- _Extrait du texte_
Pour essayer de comprendre pourquoi la variole du singe se propage en ce moment hors d’Afrique, continent où elle est endémique dans plusieurs pays, remontons un peu le temps, juste après l’arrêt de la vaccination antivariolique où les populations en contact avec le virus de la variole du singe se sont retrouvées sans protection.
Le 8 mai 1980, à l’occasion de la 33e Assemblée mondiale de la santé, la variole est déclarée officiellement éteinte : « Tous les peuples du monde sont désormais libérés de la variole. » C’est le résultat d’une campagne de vaccination menée pendant 10 ans par l’OMS, durant laquelle un demi-milliard de doses antivarioliques ont été distribuées de par le monde. Ainsi disparaissait une maladie connue depuis l’Antiquité, mortelle dans 30 % des cas et responsable de 300 millions de morts durant le XXe siècle.

Enregistrements du jeu de données:
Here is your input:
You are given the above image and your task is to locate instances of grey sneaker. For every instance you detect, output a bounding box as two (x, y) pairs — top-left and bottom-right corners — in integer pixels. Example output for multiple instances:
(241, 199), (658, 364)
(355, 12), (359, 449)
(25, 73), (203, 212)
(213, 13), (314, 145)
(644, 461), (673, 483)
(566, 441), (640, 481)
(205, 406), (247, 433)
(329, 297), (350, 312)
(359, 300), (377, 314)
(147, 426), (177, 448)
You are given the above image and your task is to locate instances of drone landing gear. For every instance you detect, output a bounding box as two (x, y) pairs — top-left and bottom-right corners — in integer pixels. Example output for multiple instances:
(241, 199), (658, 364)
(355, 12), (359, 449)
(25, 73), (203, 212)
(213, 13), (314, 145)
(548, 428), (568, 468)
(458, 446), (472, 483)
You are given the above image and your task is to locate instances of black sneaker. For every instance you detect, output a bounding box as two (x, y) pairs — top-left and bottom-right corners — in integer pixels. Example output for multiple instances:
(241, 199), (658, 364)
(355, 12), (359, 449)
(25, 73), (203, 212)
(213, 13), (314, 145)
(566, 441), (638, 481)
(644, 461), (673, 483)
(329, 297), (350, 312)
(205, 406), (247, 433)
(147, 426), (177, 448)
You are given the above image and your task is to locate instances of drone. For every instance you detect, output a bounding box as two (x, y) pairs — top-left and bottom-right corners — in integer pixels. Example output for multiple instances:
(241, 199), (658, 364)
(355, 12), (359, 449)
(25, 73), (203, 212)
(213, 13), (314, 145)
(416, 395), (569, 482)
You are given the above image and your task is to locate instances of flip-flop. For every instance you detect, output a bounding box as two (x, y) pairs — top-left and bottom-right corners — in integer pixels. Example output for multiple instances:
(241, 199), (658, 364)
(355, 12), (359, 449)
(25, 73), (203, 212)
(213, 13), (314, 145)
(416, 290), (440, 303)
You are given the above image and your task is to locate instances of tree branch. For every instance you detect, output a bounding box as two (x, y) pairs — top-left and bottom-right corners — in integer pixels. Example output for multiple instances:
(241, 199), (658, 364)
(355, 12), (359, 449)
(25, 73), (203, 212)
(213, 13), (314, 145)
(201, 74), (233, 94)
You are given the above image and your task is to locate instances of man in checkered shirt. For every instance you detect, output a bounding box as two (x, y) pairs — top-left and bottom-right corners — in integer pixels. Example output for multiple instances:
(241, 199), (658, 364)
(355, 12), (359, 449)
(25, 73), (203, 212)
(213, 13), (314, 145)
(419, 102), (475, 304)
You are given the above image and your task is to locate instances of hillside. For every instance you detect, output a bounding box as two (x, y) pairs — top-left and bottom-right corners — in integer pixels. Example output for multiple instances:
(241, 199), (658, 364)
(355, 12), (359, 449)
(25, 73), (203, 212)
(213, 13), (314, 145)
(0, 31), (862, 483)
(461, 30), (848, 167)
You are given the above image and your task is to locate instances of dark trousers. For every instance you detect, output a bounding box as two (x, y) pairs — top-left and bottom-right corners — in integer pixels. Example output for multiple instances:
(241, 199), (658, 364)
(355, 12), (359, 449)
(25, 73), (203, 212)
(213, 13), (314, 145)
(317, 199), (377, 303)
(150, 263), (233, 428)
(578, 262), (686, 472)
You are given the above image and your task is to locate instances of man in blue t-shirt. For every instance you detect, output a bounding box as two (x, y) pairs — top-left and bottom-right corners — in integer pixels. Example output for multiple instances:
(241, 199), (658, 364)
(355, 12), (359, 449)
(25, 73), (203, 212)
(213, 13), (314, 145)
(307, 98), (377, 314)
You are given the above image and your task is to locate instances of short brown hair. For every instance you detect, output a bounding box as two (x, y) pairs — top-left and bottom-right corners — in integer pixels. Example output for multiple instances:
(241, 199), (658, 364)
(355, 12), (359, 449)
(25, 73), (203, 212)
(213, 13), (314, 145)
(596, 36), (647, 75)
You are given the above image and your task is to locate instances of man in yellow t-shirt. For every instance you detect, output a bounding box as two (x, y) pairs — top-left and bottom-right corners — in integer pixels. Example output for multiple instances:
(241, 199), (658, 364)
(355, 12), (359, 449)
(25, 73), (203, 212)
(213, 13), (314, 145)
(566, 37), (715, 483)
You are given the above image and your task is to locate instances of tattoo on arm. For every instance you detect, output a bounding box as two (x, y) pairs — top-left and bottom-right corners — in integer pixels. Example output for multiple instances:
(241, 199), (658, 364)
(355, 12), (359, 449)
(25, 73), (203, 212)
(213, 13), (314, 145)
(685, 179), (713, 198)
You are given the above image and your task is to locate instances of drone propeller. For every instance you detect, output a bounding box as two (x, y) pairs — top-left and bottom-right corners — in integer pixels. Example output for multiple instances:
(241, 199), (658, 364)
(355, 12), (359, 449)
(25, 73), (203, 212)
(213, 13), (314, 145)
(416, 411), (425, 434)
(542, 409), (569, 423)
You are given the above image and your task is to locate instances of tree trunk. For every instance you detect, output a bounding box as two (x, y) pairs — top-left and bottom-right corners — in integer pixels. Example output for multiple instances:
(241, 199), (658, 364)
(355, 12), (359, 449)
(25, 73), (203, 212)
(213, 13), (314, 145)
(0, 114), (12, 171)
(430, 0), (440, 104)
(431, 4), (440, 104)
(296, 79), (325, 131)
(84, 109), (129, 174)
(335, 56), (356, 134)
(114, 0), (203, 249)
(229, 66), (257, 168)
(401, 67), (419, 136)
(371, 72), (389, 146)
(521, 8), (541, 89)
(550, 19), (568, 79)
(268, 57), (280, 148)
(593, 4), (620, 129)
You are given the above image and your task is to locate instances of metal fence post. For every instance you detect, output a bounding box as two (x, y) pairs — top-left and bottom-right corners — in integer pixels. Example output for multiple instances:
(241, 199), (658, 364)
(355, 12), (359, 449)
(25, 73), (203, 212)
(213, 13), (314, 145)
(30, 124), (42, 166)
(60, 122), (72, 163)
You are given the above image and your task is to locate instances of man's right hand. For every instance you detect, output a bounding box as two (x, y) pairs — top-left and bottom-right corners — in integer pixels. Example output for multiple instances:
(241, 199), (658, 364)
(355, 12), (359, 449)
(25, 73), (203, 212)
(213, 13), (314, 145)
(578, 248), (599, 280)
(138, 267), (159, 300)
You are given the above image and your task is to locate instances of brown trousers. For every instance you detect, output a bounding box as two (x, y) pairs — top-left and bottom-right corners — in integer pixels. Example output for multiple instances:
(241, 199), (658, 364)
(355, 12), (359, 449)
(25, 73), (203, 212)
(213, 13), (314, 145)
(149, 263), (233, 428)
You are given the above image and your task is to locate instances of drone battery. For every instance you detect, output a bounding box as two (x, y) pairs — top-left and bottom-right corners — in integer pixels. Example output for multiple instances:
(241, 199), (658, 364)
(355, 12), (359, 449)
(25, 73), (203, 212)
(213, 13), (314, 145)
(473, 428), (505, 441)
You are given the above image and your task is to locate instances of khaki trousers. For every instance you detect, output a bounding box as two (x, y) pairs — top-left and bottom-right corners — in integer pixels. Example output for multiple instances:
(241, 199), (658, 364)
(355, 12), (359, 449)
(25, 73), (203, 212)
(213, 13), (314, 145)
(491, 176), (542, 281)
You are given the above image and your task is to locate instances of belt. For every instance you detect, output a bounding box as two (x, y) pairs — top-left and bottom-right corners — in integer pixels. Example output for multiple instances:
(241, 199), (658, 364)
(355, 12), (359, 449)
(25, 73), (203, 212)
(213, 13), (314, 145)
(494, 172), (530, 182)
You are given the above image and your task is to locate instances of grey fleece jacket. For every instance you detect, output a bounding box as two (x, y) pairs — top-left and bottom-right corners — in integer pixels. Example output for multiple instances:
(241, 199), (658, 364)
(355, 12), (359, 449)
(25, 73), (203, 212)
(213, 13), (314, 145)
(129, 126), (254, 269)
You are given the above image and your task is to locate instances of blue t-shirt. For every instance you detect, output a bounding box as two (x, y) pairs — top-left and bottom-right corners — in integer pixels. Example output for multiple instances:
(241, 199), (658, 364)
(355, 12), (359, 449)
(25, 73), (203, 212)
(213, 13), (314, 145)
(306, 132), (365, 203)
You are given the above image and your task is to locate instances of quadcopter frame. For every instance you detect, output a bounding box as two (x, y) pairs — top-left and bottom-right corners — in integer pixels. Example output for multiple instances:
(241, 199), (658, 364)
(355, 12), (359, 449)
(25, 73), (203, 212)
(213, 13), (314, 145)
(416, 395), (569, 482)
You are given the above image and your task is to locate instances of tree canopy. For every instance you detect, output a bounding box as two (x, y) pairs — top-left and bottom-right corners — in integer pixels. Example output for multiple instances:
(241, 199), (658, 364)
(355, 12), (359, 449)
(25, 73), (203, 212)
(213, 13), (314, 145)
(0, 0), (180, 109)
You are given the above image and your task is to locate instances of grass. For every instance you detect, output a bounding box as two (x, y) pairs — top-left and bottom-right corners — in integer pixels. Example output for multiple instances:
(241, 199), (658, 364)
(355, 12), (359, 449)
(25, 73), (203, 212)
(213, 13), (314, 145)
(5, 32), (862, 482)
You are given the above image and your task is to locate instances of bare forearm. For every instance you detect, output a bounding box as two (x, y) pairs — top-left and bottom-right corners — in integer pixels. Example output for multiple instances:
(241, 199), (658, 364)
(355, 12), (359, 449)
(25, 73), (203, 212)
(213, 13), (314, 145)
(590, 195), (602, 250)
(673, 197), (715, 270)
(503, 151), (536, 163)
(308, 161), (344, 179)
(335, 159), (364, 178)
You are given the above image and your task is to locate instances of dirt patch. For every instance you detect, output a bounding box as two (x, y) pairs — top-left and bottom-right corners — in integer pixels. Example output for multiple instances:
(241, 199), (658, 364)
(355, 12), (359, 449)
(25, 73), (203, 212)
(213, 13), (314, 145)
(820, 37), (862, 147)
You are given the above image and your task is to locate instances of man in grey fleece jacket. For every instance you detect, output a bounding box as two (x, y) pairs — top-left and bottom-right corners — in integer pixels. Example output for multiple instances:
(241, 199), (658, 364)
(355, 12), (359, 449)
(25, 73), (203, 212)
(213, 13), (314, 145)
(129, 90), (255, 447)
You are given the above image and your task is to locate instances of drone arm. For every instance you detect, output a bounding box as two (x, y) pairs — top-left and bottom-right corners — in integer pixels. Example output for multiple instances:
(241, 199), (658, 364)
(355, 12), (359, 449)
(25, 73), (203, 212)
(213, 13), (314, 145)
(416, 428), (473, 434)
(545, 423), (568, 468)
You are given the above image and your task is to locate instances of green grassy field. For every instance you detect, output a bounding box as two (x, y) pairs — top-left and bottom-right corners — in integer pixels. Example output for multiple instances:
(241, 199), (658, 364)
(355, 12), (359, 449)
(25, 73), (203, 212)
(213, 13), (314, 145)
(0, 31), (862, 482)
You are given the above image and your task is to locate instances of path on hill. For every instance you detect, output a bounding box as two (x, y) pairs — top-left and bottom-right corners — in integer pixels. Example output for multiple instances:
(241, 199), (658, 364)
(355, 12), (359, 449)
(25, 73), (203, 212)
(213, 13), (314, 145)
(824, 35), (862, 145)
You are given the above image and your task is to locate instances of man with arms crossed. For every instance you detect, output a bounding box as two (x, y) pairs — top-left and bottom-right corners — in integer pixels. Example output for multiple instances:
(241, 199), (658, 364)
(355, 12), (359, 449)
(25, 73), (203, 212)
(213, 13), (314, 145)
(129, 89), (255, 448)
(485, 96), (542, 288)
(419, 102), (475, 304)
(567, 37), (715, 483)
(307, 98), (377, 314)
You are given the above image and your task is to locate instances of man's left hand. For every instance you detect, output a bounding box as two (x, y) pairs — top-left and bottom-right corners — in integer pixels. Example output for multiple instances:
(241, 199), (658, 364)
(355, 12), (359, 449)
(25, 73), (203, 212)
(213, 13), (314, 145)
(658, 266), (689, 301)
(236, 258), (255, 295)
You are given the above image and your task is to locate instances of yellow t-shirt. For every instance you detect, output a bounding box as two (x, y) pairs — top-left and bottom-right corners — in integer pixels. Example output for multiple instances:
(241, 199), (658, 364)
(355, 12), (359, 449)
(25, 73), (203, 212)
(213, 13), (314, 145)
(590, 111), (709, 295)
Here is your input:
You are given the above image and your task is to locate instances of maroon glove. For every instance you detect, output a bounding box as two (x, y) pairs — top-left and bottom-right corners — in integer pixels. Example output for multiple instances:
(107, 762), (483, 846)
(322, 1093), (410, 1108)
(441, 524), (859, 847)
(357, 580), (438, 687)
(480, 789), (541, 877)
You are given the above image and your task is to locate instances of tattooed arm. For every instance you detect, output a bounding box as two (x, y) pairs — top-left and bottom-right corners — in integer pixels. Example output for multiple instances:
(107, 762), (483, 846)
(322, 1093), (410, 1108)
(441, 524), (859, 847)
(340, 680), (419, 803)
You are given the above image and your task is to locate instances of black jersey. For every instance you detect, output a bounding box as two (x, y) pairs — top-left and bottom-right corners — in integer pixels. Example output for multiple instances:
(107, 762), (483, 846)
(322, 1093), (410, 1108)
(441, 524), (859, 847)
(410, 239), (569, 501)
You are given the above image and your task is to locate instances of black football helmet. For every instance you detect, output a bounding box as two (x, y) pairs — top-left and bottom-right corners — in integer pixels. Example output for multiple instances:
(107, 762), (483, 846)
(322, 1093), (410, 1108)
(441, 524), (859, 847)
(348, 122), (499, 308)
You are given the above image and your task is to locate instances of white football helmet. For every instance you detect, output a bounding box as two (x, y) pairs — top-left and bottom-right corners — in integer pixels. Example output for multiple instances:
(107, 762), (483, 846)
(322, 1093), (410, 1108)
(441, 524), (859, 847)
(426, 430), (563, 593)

- _Mise en pratique_
[1] Les affirmations suivantes sont-elles conformes à l'extrait sur la variole ? Répondez par oui ou par non à chacune, en citant les mots décisifs de l'extrait.
(a) La variole a été déclarée éteinte lors de la 33e Assemblée mondiale de la santé.
(b) La campagne de vaccination de l'OMS a duré vingt ans.
(c) La variole tuait la moitié des personnes atteintes.
[2] Poursuivez l'extrait sur la variole à partir de sa dernière phrase.

- _Réponses par tâche_
[1]
(a) Oui : « Le 8 mai 1980, à l’occasion de la 33e Assemblée mondiale de la santé, la variole est déclarée officiellement éteinte ».
(b) Non : « une campagne de vaccination menée pendant 10 ans par l’OMS ».
(c) Non : « mortelle dans 30 % des cas ».

[2]
Si l’éradication de la variole est une victoire indiscutable, elle a deux conséquences négatives : les enfants qui naissent après l’arrêt de la campagne vaccinale ne sont pas protégés contre la maladie, faisant craindre une attaque bio-terroriste ; un problème rapidement réglé par les pays riches qui ont stocké des doses de vaccins au congélateur. La seconde conséquence concerne les pays d’Afrique où la variole du singe est endémique. Le vaccin antivariolique protégeait aussi les populations locales contre cet autre orthopoxvirus. Pour répondre aux craintes, l’OMS lance une surveillance de la variole du singe entre 1981 et 1986 à l’issue de laquelle il est conclu que la maladie ne représente pas un problème majeur de santé publique. Les personnes en contact avec la variole du singe sont donc laissées sans alternative pour se protéger du virus.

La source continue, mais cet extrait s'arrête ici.